__İstenen__
Katmer ve baklava üzerine olan okuma metnini son cümlesinin ardından sürdürür müsün?

__Okuma Metni__
Katmer ve baklava üzerine
Bayram Demir, Hacı bayram olarak katmer ve tatlı
çeşitlerinin büyük rağbet gördüğünü ve Bayrampaşalıların ilgisinden memnun
olduklarını söyledi. Katmer’in sabahları Gaziantep’te yüzyıllardır süren gelenek
olduğunu belirten Demir, “Düğün sabahı gelin ve damada sunulan bir tatlıdır.
Bir de gelin hanımın annesine ve ailesine gönderilir. Gelinin annesi kızının
mutluluğunun yakınlarıyla paylaşmak için ağız tatlılığı için katmer sunar.

__Kayıtlı Veriler__
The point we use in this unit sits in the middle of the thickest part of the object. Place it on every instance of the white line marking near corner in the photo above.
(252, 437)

__Yazılı Yanıt__
Birde ömür boyu damat kalanlar yer” dedi. Gaziantep’teki baklava ile İstanbul’da
yapılan baklavanın neden tatlarının birbirini tutmadığı sorusu üzerine Bayram Demir,
“Sebebi iklim. Gaziantep’te rakım 850 metredir. Yayla iklimi var. Kuru bir
havası var. İstanbul’un denizden dolayı rutubetli bir havası var. Sürekli lodos
eser. Lodos baklavayı yumuşatır. Değişkenlik gösteriyorsa iki sebebi vardır.
Biri hava diğeri ise sudur” diyerek katmer ve baklavanın hassas yönlerini ifade
etti.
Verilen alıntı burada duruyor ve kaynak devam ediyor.